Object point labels
'''
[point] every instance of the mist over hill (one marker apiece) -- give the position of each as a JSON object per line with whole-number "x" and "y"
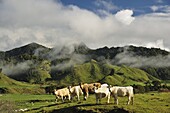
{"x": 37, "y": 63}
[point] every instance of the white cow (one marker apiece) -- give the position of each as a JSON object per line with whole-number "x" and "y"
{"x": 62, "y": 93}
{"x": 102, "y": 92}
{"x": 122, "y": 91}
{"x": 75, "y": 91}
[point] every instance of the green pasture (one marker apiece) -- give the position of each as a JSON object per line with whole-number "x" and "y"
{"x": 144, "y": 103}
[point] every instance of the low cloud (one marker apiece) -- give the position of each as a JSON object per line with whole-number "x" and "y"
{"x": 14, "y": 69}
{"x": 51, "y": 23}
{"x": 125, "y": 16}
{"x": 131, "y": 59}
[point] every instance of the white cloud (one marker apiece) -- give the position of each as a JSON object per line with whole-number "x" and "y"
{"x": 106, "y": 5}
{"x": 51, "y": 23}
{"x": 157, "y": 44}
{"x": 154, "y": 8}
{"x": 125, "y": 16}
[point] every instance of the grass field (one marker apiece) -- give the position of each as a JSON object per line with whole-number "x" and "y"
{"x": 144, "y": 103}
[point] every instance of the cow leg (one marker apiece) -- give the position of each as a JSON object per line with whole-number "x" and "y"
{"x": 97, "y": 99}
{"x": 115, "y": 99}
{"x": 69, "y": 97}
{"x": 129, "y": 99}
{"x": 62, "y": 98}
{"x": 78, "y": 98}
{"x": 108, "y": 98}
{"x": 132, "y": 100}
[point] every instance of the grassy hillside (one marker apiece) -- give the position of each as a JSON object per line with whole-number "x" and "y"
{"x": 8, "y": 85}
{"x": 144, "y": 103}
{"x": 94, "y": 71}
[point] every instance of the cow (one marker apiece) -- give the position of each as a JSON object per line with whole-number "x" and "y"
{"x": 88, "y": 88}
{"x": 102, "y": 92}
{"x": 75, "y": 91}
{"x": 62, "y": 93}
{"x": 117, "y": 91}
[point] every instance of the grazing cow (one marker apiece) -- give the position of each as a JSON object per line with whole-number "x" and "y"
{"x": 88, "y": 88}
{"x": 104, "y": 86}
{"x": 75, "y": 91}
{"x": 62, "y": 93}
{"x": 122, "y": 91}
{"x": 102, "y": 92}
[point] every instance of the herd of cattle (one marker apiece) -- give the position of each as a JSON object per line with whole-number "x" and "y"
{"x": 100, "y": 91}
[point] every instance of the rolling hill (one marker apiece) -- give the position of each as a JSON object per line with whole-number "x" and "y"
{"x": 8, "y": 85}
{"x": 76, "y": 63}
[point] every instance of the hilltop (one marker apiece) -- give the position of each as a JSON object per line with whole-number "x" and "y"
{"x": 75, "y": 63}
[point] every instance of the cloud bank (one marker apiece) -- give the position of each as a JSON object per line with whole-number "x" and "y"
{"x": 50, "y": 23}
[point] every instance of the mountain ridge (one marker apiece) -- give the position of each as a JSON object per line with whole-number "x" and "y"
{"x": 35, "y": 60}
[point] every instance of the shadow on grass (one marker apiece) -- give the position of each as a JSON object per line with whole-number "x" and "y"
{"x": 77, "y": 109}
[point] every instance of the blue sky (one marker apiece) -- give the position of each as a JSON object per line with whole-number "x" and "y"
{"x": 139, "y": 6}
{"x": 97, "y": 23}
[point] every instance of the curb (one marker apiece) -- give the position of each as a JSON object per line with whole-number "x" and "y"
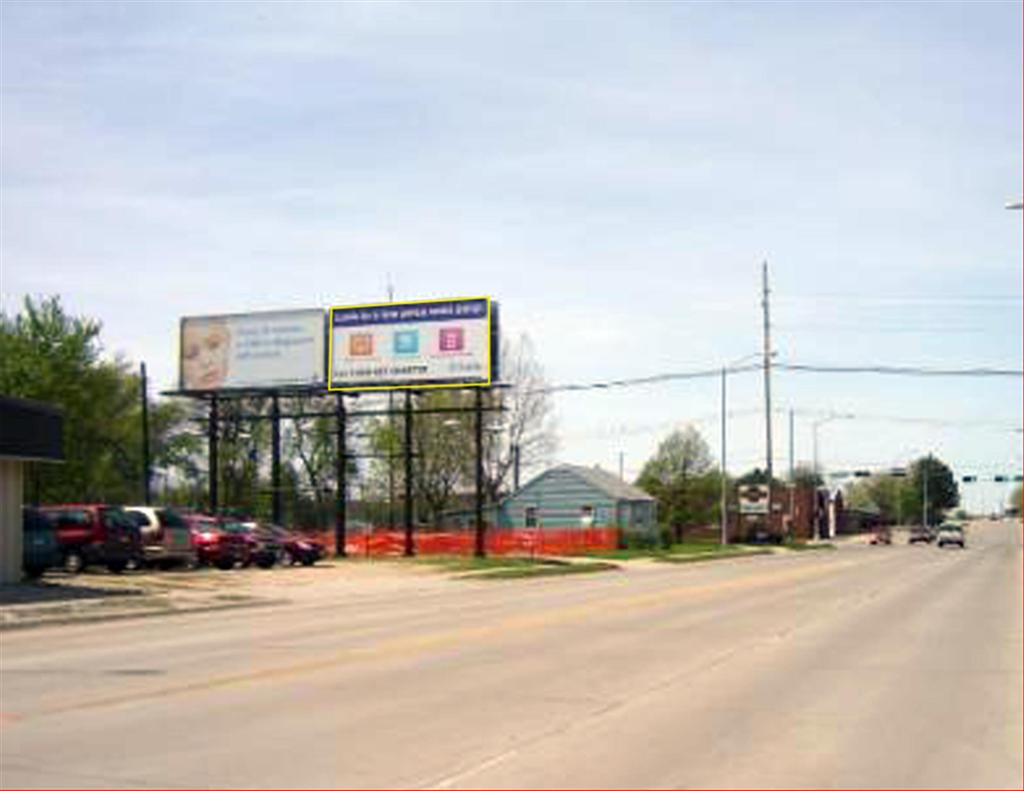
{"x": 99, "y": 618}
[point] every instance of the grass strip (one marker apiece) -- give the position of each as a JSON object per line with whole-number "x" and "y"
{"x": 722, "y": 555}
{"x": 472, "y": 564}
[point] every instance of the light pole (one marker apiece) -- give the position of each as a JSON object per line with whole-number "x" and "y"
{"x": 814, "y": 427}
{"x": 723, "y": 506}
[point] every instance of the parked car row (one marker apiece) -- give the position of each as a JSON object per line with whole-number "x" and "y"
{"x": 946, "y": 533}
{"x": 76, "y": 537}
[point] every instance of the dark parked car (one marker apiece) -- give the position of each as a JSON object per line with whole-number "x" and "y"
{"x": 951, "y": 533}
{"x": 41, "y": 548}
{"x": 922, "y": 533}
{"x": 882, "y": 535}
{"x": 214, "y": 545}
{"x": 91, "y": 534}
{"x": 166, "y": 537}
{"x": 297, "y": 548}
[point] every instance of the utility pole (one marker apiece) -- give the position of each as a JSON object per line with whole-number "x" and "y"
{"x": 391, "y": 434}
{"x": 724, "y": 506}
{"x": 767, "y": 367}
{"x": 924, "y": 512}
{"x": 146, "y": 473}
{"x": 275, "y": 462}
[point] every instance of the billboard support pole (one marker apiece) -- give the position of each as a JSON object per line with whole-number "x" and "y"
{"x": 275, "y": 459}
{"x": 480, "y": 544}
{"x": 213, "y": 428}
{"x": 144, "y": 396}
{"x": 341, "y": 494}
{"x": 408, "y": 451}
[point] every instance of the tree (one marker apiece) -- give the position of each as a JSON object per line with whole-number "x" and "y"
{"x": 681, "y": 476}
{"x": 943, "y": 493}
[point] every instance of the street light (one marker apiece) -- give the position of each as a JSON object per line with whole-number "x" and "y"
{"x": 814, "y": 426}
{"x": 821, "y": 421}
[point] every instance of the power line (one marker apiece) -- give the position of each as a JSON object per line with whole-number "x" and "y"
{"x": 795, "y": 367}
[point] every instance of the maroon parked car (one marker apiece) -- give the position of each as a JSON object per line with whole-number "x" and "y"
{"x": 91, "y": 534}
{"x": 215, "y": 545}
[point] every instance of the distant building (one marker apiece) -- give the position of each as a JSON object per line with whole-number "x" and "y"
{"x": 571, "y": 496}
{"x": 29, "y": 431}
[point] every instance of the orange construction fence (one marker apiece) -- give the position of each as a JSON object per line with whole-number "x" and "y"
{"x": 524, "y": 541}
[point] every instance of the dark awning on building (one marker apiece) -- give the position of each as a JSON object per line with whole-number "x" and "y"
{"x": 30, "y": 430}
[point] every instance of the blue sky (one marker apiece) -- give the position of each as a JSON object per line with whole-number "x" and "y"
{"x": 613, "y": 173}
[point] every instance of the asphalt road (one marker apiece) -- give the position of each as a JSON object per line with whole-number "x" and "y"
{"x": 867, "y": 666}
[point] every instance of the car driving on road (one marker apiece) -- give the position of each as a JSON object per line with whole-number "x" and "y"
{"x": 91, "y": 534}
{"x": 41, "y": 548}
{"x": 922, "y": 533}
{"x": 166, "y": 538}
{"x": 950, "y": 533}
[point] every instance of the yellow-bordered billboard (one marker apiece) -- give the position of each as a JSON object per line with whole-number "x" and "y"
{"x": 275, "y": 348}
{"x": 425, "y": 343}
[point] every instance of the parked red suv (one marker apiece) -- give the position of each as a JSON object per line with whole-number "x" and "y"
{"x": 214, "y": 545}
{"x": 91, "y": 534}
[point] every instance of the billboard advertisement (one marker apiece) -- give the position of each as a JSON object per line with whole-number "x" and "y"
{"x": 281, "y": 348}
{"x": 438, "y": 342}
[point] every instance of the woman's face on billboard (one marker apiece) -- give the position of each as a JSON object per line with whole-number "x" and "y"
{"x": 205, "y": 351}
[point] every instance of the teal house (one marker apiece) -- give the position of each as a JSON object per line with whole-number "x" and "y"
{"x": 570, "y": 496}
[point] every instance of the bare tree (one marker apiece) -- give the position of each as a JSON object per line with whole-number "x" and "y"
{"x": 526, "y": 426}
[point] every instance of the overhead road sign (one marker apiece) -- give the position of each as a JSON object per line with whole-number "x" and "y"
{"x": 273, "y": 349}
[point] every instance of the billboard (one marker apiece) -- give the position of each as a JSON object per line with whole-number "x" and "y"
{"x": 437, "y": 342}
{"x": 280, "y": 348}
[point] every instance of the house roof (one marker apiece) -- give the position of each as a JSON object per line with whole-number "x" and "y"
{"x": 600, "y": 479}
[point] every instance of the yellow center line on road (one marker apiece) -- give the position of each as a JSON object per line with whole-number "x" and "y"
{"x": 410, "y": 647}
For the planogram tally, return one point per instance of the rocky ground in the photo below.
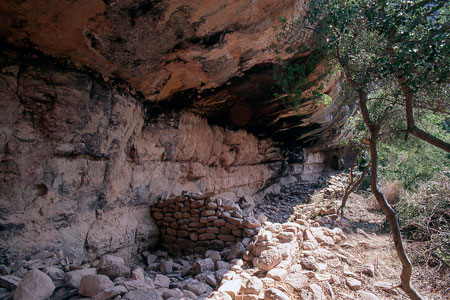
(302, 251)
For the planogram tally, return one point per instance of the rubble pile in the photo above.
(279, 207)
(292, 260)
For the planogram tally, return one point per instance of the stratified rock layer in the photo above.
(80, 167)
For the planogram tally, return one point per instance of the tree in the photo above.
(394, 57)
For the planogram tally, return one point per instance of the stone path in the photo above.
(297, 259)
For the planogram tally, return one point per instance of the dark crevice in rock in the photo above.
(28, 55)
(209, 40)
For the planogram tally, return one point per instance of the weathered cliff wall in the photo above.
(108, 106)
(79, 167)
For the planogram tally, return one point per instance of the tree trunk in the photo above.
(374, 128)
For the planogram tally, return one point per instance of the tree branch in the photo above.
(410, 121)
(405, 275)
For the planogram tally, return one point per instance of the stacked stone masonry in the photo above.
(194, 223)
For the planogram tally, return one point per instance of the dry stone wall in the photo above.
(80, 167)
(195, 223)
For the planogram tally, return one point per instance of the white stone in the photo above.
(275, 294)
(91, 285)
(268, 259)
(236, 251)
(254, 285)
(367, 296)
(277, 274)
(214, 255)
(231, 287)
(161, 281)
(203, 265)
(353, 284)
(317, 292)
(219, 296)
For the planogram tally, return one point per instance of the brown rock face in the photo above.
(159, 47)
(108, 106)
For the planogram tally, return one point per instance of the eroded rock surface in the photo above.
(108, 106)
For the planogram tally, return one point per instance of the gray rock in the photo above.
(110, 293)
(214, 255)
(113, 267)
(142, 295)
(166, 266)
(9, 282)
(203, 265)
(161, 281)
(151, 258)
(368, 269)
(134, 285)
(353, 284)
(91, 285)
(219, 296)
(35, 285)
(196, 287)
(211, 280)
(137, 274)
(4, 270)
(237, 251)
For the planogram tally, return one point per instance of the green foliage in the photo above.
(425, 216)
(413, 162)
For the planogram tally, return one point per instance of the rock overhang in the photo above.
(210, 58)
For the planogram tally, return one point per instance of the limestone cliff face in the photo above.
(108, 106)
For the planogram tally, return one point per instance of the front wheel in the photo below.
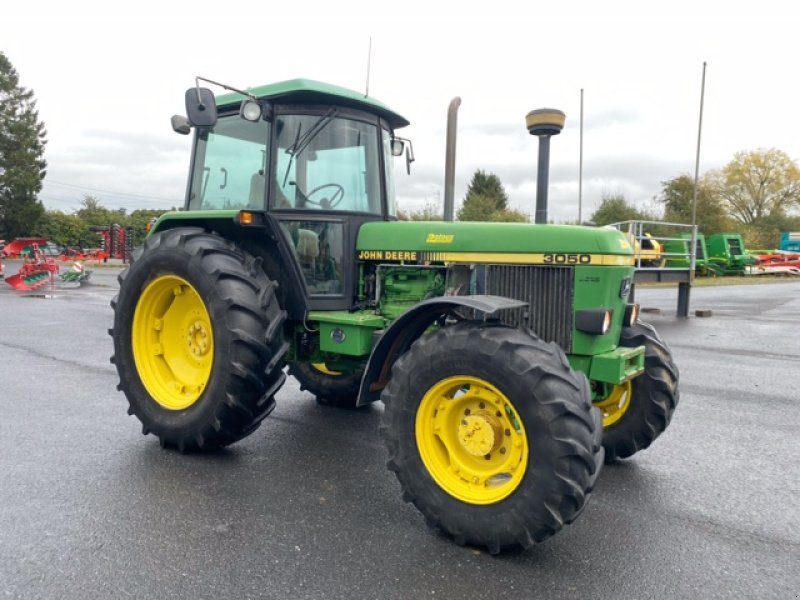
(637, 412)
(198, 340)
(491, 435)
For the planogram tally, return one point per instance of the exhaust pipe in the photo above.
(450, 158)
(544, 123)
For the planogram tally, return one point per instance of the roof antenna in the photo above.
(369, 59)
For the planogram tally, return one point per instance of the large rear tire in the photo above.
'''
> _GIVEN EXERCISE_
Please render the lines from the one containing "antenna in the photo above." through the end of the records, inclusive, as a Markdown table with the columns No. and Entry. Number each row and leave out any blank lines.

> _RESPONSE TO THE EXERCISE_
| No. | Entry |
|---|---|
| 1 | For the planogram tally, return one point per instance of the roof antenna in the photo above. |
| 2 | (369, 59) |
| 3 | For the planogram tally, return one point per instance of the large rear tire in the photo above. |